EXERCISE DIRECTIONS:
Please copy all of the lines below, changing nothing.

Lines of data:
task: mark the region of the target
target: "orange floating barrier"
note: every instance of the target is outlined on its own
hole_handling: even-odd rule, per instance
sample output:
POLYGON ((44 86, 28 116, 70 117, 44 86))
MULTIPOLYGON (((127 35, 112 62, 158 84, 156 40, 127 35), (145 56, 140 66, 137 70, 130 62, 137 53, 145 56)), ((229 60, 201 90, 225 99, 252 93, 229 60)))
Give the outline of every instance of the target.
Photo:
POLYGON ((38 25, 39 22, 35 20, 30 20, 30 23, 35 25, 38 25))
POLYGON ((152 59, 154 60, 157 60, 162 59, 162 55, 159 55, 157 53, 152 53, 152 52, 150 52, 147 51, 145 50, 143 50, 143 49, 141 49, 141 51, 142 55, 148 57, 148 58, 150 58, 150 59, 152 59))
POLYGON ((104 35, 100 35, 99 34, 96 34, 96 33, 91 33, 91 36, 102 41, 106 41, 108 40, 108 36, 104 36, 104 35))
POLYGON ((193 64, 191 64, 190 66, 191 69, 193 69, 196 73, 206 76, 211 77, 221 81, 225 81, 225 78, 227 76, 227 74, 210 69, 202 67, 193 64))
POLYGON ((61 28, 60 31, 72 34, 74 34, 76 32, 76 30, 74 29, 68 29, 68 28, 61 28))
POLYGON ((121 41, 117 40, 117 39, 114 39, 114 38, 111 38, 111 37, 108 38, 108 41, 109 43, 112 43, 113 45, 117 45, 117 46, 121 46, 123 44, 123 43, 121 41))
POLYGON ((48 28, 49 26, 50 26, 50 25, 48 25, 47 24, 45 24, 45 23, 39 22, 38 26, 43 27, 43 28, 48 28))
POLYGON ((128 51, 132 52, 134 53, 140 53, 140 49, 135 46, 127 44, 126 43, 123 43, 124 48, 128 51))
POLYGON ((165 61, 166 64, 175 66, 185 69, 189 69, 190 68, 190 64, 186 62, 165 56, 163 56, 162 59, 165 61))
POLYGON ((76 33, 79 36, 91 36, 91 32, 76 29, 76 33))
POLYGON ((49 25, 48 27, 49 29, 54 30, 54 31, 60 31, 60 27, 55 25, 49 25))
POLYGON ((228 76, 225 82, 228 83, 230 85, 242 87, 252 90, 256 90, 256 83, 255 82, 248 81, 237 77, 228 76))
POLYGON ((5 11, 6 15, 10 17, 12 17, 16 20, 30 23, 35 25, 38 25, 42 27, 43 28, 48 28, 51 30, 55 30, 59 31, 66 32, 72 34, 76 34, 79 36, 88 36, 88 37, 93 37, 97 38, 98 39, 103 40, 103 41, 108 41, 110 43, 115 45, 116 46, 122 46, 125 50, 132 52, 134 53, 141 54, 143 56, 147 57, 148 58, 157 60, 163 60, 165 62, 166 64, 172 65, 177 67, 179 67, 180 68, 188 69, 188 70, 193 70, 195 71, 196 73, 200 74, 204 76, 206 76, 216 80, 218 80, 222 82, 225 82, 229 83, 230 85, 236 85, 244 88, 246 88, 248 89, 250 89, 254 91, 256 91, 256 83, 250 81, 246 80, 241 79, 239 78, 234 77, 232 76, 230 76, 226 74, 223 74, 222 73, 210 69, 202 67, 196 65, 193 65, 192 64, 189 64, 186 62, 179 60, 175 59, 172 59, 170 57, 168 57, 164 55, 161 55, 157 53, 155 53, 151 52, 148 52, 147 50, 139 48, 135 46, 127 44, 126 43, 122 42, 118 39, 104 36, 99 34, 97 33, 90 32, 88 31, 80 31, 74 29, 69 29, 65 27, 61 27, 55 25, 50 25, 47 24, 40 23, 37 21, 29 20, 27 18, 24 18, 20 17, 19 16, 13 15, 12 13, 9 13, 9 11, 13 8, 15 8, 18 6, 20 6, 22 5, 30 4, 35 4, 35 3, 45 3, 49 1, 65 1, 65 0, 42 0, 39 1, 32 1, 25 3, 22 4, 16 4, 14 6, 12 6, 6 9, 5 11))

SOLUTION TO THE EXERCISE:
task: mark the region of the target
target: "orange floating barrier"
note: every instance of the target is outlined on its own
hole_handling: even-odd rule, per instance
sample output:
POLYGON ((44 86, 28 116, 70 117, 44 86))
MULTIPOLYGON (((127 35, 112 62, 158 84, 156 40, 127 35), (145 56, 140 66, 137 70, 130 62, 137 53, 145 56)), ((229 60, 201 90, 225 99, 252 93, 229 60)))
Give the outline of every instance of the target.
Photo:
POLYGON ((38 25, 39 22, 35 20, 30 20, 30 23, 35 25, 38 25))
POLYGON ((152 59, 154 60, 157 60, 162 59, 162 55, 159 55, 157 53, 152 53, 152 52, 150 52, 147 51, 145 50, 143 50, 143 49, 141 49, 141 51, 142 55, 148 57, 148 58, 150 58, 150 59, 152 59))
POLYGON ((104 35, 100 35, 99 34, 96 34, 96 33, 91 33, 91 36, 102 41, 106 41, 108 40, 108 36, 104 36, 104 35))
POLYGON ((193 64, 191 64, 190 66, 191 69, 193 69, 196 73, 206 76, 211 77, 221 81, 225 81, 225 78, 227 76, 227 74, 210 69, 202 67, 193 64))
POLYGON ((61 28, 60 31, 72 34, 74 34, 76 32, 76 30, 74 29, 68 29, 68 28, 61 28))
POLYGON ((121 41, 117 40, 117 39, 114 39, 114 38, 111 38, 111 37, 108 38, 108 41, 109 43, 112 43, 113 45, 117 45, 117 46, 121 46, 123 44, 123 43, 121 41))
POLYGON ((48 28, 49 26, 50 26, 50 25, 48 25, 47 24, 45 24, 45 23, 39 22, 38 26, 43 27, 43 28, 48 28))
POLYGON ((128 51, 132 52, 134 53, 140 53, 140 49, 135 46, 127 44, 126 43, 123 43, 124 48, 128 51))
POLYGON ((165 61, 166 64, 175 66, 185 69, 189 69, 190 68, 190 64, 186 62, 165 56, 163 56, 162 59, 165 61))
POLYGON ((76 33, 79 36, 91 36, 91 32, 76 29, 76 33))
POLYGON ((49 25, 48 27, 49 29, 54 30, 54 31, 60 31, 60 27, 55 25, 49 25))
POLYGON ((228 76, 225 82, 228 83, 230 85, 242 87, 252 90, 256 90, 256 83, 255 82, 248 81, 237 77, 228 76))
POLYGON ((5 11, 6 15, 10 17, 12 17, 16 20, 30 23, 35 25, 38 25, 42 27, 43 28, 48 28, 51 30, 55 30, 59 31, 66 32, 72 34, 76 34, 79 36, 88 36, 88 37, 93 37, 97 38, 98 39, 103 40, 103 41, 108 41, 110 43, 115 45, 116 46, 122 46, 125 50, 132 52, 134 53, 141 54, 143 56, 147 57, 148 58, 157 60, 163 60, 165 62, 166 64, 172 65, 177 67, 179 67, 180 68, 188 69, 188 70, 193 70, 195 71, 196 73, 200 74, 204 76, 206 76, 216 80, 218 80, 222 82, 225 82, 229 83, 230 85, 236 85, 244 88, 246 88, 248 89, 250 89, 254 91, 256 91, 256 83, 250 81, 246 80, 241 79, 239 78, 234 77, 232 76, 230 76, 226 74, 223 74, 222 73, 210 69, 202 67, 196 65, 193 65, 192 64, 189 64, 186 62, 179 60, 175 59, 172 59, 170 57, 168 57, 164 55, 161 55, 157 53, 155 53, 151 52, 148 52, 147 50, 139 48, 135 46, 127 44, 126 43, 122 42, 118 39, 104 36, 99 34, 97 33, 90 32, 88 31, 80 31, 74 29, 69 29, 65 27, 61 27, 55 25, 50 25, 47 24, 40 23, 37 21, 29 20, 27 18, 24 18, 20 17, 19 16, 13 15, 12 13, 9 13, 9 11, 13 8, 15 8, 18 6, 20 6, 22 5, 30 4, 35 4, 35 3, 45 3, 49 1, 65 1, 65 0, 42 0, 39 1, 32 1, 25 3, 22 4, 16 4, 14 6, 12 6, 6 9, 5 11))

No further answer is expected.